-------- PASSAGE PROVIDED --------

A: I can safely say I’ve always wanted to be a musician. I’m sure you’ve heard it before, the profession chooses you. It got into my blood from an early age and stayed there. My family is musical. Dad was a great Jazz trumpet player. My brothers Fred, Peter and David are all exceptional musicians who have made names for themselves in the field. I have this sense of having an understanding of it all my life. The basics came pretty easily. That is not to say that it didn’t take lots of effort, learning and experience to do it as a career. One needs to always strive to get better, to improve.

Yes, there is another career that I’ve always been interested in. That is writing. In fact, I graduated from Kansas State University with a degree in Journalism. I have done it quite a bit as a sideline, writing music pieces. I was editor of Shake! Magazine in Nashville in the first decade of this century. I’ve always believed that reviewers are horribly wrong to ever slam somebody’s music. Their job should be to describe what the listener will hear so they can arrive at their own decisions. These bitter hack writers who put down the thing that matters most to musicians have a lot of nerve. They can be so hurtful. And they don’t really know what they’re talking about. They seldom are musicians. There are many tales of mean-spirited, lousy reviews that harmed famous artists who history has proven were great. I know of examples where groups disbanded after somebody slammed them. It’s seriously wrong.

Q: Is there an artist you are looking forward to sharing the stage with one day or have you already accomplished this with an icon of yours?

A: I haven’t really thought of my career that way. I have always felt that I was on a path that just keeps unfolding. I take each day, month, year as it comes. I may not have been mega-famous or super monetarily successful, but I’ve done fine. There’s always been something to keep my attention and feel satisfied. I must admit, though, that I want more and more to happen with this new album. And I have met quite a few iconic people…Funny thing though, for a long time I’ve thought it would be very cool to meet and talk with Julian Lennon. I’d love to hear his take on all the things he’s seen. He strikes me as a cool fellow.

-------- RECORDS --------

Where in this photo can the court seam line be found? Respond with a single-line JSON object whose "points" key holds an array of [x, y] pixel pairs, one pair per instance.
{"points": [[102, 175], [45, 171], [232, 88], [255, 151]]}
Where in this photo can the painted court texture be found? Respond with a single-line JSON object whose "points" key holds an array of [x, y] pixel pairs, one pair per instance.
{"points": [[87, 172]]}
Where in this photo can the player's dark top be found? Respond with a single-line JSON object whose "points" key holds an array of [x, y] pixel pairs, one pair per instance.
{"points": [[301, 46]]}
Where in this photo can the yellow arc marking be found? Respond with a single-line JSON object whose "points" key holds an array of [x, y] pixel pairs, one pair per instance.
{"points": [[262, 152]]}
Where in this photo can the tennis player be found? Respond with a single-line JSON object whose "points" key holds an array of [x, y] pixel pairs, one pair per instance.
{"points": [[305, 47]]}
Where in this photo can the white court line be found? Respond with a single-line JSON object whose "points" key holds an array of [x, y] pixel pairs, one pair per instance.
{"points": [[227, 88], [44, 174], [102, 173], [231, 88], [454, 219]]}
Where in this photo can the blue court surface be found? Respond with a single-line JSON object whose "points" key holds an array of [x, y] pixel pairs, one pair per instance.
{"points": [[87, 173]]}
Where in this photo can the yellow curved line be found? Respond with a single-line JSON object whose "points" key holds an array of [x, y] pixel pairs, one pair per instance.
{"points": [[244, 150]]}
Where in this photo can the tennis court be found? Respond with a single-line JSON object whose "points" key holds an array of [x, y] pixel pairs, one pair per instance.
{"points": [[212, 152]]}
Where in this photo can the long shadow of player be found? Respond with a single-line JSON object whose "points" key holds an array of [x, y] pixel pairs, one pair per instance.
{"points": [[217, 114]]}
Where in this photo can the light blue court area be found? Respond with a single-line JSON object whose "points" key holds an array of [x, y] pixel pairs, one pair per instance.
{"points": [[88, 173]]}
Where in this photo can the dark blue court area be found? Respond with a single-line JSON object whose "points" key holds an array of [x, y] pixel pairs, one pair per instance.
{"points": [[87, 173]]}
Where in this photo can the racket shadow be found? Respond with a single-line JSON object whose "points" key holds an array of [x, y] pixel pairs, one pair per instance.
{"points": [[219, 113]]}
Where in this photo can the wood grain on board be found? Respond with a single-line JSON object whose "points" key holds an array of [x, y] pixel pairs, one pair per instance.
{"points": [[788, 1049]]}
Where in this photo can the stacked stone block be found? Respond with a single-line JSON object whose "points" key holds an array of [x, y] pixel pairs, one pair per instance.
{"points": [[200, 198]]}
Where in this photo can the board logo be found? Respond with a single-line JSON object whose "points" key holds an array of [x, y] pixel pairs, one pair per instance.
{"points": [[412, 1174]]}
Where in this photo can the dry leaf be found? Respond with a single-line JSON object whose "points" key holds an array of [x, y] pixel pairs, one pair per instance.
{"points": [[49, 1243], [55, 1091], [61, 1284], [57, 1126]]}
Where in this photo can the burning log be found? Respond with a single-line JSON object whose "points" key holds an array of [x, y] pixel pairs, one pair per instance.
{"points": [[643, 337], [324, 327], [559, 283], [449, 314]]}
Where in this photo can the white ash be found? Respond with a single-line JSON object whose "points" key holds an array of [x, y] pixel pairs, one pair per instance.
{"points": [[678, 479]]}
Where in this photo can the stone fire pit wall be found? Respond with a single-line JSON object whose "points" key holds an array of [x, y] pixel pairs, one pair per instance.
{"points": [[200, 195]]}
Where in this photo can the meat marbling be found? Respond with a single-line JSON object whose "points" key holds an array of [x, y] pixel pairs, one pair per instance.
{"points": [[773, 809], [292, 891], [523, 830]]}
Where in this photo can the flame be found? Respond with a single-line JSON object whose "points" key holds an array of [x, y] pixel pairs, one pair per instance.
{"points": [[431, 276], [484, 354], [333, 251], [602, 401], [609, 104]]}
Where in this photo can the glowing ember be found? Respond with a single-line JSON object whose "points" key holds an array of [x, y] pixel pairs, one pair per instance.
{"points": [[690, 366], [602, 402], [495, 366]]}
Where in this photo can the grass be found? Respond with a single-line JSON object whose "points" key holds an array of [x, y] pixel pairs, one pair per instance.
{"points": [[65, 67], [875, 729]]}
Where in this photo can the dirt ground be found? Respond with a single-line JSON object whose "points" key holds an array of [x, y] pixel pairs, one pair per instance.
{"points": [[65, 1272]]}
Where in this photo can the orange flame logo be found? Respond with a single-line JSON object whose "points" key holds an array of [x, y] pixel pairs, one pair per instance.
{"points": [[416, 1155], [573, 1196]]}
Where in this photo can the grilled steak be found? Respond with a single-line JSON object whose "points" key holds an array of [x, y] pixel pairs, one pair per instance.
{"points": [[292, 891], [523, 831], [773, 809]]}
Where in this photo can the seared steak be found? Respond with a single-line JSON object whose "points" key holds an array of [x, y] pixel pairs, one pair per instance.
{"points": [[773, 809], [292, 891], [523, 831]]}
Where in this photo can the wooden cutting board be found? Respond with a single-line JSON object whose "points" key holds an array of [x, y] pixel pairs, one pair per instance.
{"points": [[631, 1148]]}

--------

▶ [WHAT IS BEING ASKED]:
Copy the interview word for word, starting at "Q: Is there" and ending at "a cool fellow.". The items were taken from a source other than the interview.

▶ [ANSWER TO THIS EXERCISE]:
Q: Is there an artist you are looking forward to sharing the stage with one day or have you already accomplished this with an icon of yours?

A: I haven’t really thought of my career that way. I have always felt that I was on a path that just keeps unfolding. I take each day, month, year as it comes. I may not have been mega-famous or super monetarily successful, but I’ve done fine. There’s always been something to keep my attention and feel satisfied. I must admit, though, that I want more and more to happen with this new album. And I have met quite a few iconic people…Funny thing though, for a long time I’ve thought it would be very cool to meet and talk with Julian Lennon. I’d love to hear his take on all the things he’s seen. He strikes me as a cool fellow.